> _What needs to be done_: Pick out and copy each line in the data below that contains the word "outline". Case counts.

+ + + + +

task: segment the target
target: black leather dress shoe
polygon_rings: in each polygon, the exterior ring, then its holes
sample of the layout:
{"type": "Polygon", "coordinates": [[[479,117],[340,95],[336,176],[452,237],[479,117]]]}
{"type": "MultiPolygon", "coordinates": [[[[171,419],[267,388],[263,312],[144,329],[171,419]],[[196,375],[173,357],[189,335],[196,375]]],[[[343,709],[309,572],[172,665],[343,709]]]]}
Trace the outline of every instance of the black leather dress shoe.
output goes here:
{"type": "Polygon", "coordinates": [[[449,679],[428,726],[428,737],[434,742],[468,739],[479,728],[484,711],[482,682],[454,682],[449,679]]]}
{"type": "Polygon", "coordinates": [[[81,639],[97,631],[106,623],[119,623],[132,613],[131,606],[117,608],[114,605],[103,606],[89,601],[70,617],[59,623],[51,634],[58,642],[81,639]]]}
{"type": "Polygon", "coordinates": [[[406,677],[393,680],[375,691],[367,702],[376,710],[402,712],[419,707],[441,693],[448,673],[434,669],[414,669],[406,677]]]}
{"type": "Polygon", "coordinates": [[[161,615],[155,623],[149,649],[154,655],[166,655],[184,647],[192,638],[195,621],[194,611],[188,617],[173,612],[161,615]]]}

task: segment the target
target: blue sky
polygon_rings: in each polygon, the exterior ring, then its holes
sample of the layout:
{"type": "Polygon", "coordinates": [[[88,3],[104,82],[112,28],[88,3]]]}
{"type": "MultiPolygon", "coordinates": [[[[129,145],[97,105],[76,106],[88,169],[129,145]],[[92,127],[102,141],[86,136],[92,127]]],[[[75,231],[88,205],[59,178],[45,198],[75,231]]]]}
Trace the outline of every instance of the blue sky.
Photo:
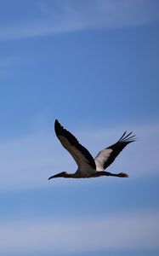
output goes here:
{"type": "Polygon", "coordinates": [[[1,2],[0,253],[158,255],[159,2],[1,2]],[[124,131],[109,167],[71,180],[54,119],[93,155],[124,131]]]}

+ + + + +

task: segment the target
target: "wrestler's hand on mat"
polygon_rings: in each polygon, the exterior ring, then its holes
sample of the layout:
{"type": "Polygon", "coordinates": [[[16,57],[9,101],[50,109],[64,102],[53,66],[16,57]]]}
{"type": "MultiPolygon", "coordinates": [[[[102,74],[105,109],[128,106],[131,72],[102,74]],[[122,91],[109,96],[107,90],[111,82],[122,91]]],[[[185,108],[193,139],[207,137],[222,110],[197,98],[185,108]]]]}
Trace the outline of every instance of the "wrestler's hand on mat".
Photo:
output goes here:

+ + + + +

> _The output_:
Trace the outline of every instance of the black leather dress shoe.
Trace the outline of every instance of the blue sky.
Trace the outline of every instance of the "wrestler's hand on mat".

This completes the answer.